Collected data

*-*-*

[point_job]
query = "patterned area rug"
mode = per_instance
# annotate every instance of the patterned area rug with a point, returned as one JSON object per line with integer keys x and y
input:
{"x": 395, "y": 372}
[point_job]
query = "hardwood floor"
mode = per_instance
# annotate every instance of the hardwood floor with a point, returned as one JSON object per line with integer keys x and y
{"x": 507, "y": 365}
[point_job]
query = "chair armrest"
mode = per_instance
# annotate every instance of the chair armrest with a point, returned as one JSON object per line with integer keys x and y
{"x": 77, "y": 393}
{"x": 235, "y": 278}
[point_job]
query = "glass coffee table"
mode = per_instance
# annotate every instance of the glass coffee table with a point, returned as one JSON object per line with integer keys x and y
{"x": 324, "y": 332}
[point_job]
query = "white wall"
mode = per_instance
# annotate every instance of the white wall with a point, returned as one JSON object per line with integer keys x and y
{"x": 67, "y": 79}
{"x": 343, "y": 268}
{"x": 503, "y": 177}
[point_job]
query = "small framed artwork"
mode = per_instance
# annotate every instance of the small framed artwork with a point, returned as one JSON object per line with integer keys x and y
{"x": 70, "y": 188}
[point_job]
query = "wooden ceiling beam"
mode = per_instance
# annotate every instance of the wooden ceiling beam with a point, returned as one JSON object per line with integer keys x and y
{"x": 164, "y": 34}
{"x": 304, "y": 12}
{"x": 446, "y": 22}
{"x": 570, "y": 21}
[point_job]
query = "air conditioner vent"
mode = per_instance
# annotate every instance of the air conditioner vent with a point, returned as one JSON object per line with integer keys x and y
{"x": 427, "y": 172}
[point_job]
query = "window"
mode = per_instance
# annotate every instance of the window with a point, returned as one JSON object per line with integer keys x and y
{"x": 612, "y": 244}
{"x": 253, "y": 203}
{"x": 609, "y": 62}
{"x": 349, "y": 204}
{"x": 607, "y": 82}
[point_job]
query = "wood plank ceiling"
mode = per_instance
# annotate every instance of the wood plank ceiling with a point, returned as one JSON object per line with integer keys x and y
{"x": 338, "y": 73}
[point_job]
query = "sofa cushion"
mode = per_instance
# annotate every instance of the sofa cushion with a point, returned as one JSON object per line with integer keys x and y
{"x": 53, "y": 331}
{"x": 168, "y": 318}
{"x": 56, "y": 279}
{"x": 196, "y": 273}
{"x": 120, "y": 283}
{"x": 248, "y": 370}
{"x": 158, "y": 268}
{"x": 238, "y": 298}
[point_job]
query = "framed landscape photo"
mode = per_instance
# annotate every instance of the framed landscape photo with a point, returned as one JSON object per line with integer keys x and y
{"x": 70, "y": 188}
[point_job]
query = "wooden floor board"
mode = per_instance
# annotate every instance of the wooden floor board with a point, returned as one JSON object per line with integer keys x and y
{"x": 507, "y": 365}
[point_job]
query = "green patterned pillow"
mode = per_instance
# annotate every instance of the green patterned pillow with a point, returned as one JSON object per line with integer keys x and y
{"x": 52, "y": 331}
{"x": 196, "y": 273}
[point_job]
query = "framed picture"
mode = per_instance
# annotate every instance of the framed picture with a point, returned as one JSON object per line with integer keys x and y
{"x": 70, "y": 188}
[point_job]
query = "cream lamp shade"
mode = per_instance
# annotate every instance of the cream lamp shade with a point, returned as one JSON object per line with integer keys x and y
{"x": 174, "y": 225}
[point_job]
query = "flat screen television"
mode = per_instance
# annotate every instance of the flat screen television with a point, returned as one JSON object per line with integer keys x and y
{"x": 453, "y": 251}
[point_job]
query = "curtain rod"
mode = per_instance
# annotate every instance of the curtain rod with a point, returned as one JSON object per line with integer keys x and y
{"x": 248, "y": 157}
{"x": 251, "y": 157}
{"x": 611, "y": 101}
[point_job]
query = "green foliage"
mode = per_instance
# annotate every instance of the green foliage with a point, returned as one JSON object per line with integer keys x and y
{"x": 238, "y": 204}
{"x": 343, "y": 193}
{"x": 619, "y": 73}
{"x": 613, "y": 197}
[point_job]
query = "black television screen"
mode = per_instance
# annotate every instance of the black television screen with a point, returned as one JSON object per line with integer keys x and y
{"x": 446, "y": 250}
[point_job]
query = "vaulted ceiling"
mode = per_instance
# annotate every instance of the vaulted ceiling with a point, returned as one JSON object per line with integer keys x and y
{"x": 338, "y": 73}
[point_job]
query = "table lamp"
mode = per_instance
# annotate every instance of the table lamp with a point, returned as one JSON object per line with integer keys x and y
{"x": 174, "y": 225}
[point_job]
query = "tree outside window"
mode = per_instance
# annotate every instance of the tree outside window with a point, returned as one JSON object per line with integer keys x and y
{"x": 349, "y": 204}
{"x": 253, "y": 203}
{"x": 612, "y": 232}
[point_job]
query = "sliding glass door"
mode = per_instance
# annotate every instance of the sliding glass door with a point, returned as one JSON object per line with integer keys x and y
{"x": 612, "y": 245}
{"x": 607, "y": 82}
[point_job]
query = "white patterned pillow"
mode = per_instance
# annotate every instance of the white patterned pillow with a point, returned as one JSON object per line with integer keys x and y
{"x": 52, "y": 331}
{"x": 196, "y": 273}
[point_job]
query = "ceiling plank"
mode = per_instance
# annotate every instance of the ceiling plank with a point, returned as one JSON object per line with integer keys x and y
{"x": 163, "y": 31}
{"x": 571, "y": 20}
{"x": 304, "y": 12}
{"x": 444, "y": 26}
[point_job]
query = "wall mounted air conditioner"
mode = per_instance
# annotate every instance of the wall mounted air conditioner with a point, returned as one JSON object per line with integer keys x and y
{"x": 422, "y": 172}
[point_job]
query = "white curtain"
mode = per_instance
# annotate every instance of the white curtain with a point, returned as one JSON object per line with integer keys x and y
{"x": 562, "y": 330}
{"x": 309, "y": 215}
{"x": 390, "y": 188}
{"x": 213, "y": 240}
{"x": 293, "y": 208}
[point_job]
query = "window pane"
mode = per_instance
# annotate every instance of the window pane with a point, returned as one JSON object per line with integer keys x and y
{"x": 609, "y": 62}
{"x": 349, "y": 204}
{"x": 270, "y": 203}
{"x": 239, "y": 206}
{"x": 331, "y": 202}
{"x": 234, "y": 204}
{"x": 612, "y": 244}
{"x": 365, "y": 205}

*-*-*

What the exercise asks: From the rows above, select every line containing the string "glass", matching case exactly.

Task output:
query = "glass coffee table"
# annotate every instance of the glass coffee table with a point, returned as one JSON object per line with integer keys x and y
query = "sliding glass door"
# annotate every instance of the sliding glass door with a point, returned as one JSON object per line with integer keys x and y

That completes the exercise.